▶ **Task instructions**:
1. According to the article on Operation Fast and Furious, where was the ATF special agent who wrote the memo stationed?
2. From the article on Operation Fast and Furious, write out the passage that opens with the words containing "While the rest" and closes with "gun control laws.".

▶ **Supplied text**:
-------------------------

By US Daily Review Staff.
While the rest of the country was preparing for the July 4th celebrations on Tuesday, Senator Charles Grassley (R-IA) had Attorney General Eric Holder on his mind and the many unanswered questions about the Bureau of Alcohol, Tobacco, And Firearms (ATF) scandalous, “Fast and Furious” operation. Ostensibly for the purpose of tracking guns in the Mexican cartels, there is growing evidence that the real intent of this operation was to create chaos and violence for the purpose of generating more gun control laws.
Senator Chuck Grassley this week asked Attorney General Eric Holder Jr. for information about who at the Department of Justice (DOJ) saw a memo from a special agent for the Bureau of Alcohol, Tobacco, Firearms and Explosives (ATF) who was stationed at the Phoenix field division and was knowledgeable about Operation Fast and Furious. This memo was produced the day before the Department of Justice flat out denied there was a program underway to let guns walk to stra buyers.

-------------------------

[Region descriptions in natural language]
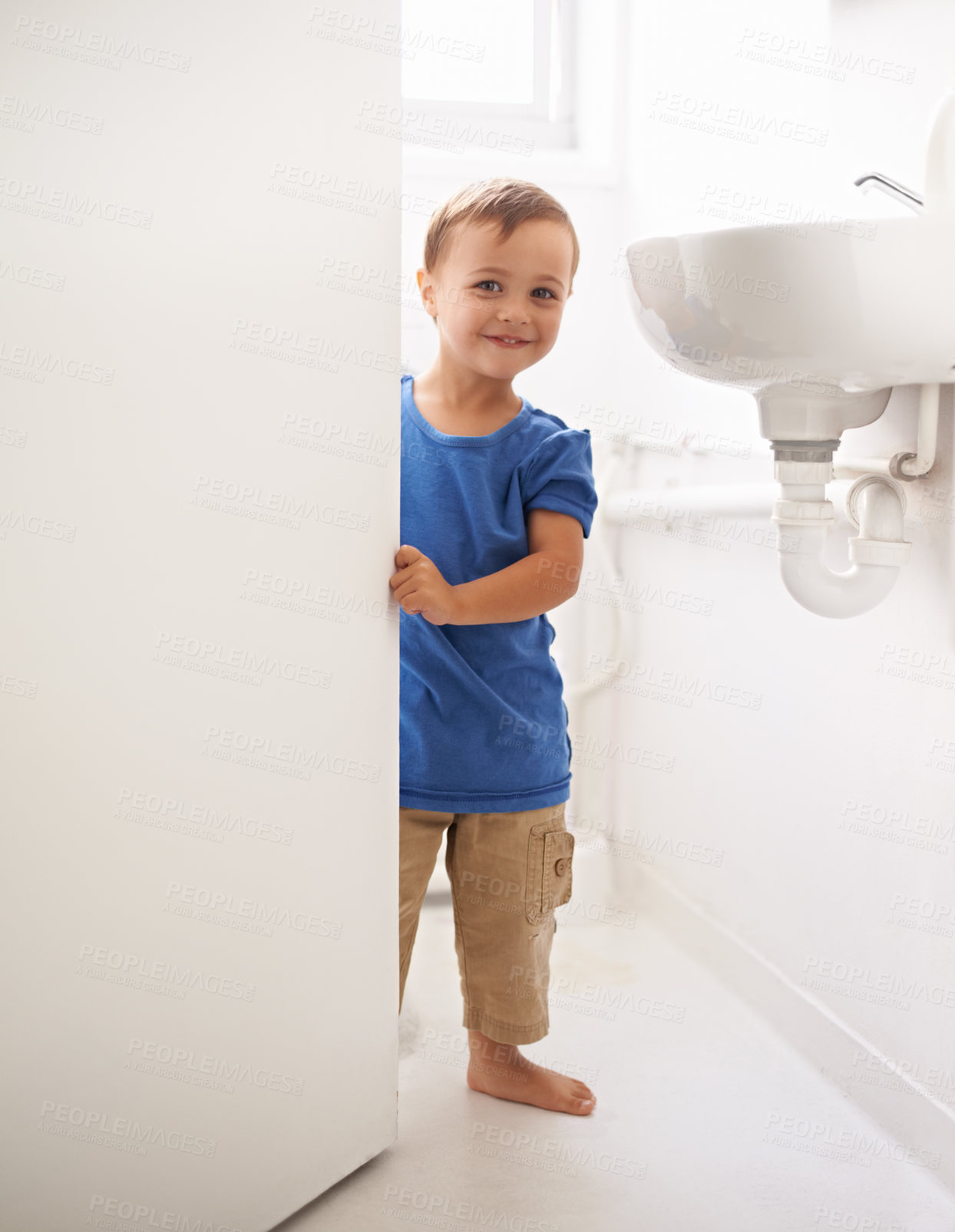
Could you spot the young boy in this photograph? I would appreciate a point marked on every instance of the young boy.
(497, 498)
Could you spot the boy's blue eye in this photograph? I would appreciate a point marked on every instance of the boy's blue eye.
(488, 282)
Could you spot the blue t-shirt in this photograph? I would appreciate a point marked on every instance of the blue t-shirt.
(484, 725)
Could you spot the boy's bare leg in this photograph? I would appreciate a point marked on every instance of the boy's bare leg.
(499, 1069)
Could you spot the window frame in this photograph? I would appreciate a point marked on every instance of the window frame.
(593, 100)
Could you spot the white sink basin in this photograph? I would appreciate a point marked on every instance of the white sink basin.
(818, 327)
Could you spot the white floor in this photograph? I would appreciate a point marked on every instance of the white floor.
(689, 1130)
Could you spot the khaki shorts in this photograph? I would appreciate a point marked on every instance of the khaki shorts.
(508, 873)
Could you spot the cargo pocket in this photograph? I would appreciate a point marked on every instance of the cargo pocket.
(550, 859)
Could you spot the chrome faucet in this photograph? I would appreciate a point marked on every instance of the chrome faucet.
(892, 189)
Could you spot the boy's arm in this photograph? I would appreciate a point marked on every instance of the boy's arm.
(544, 580)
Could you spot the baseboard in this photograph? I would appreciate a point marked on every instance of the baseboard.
(910, 1113)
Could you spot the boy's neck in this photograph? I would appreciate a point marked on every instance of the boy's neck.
(466, 395)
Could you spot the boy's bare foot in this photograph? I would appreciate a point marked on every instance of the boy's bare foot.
(499, 1069)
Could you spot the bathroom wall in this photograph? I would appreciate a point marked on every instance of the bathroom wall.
(796, 779)
(199, 466)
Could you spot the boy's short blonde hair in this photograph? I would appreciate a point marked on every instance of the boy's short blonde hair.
(509, 201)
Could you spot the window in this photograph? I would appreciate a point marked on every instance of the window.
(478, 75)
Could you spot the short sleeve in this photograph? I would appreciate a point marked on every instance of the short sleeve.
(558, 474)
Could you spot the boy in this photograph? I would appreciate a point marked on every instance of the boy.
(497, 498)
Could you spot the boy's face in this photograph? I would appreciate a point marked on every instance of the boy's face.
(484, 289)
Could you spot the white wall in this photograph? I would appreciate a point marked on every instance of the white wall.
(200, 458)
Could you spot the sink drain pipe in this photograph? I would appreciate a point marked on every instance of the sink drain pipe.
(875, 505)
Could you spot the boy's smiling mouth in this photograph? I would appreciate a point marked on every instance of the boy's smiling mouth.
(511, 340)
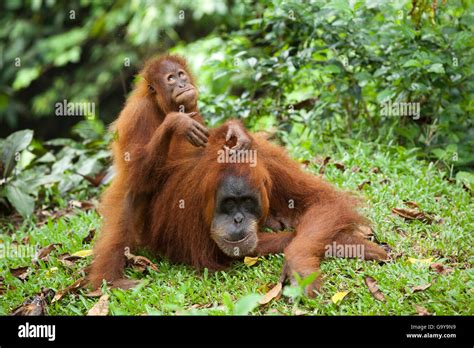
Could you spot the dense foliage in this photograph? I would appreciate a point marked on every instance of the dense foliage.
(315, 73)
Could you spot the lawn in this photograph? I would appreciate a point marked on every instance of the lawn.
(429, 270)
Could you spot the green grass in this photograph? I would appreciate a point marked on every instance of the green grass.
(178, 289)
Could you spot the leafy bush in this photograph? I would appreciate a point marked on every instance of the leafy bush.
(327, 68)
(50, 171)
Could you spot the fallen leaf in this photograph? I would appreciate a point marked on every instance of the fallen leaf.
(362, 184)
(365, 231)
(421, 287)
(322, 162)
(50, 271)
(440, 268)
(43, 253)
(305, 164)
(250, 261)
(94, 293)
(201, 306)
(95, 180)
(84, 205)
(275, 292)
(68, 260)
(101, 307)
(338, 296)
(411, 204)
(78, 284)
(31, 307)
(83, 253)
(299, 312)
(139, 262)
(420, 261)
(124, 284)
(355, 169)
(413, 214)
(340, 166)
(20, 272)
(422, 310)
(374, 289)
(89, 237)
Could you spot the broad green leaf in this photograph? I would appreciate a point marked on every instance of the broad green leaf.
(247, 304)
(338, 296)
(13, 145)
(436, 68)
(21, 201)
(25, 76)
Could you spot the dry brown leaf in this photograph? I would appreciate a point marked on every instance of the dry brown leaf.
(94, 293)
(43, 253)
(275, 292)
(31, 307)
(84, 205)
(362, 184)
(124, 284)
(355, 169)
(440, 268)
(139, 262)
(415, 261)
(322, 162)
(421, 287)
(374, 289)
(250, 261)
(422, 311)
(413, 214)
(305, 164)
(71, 289)
(101, 307)
(201, 306)
(68, 260)
(299, 312)
(365, 231)
(20, 272)
(83, 253)
(412, 204)
(339, 296)
(89, 237)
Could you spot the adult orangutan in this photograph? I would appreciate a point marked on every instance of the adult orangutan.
(161, 109)
(208, 213)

-------------------------

▶ **Answers to the exercises**:
1. The Phoenix field division.

2.
While the rest of the country was preparing for the July 4th celebrations on Tuesday, Senator Charles Grassley (R-IA) had Attorney General Eric Holder on his mind and the many unanswered questions about the Bureau of Alcohol, Tobacco, And Firearms (ATF) scandalous, “Fast and Furious” operation. Ostensibly for the purpose of tracking guns in the Mexican cartels, there is growing evidence that the real intent of this operation was to create chaos and violence for the purpose of generating more gun control laws.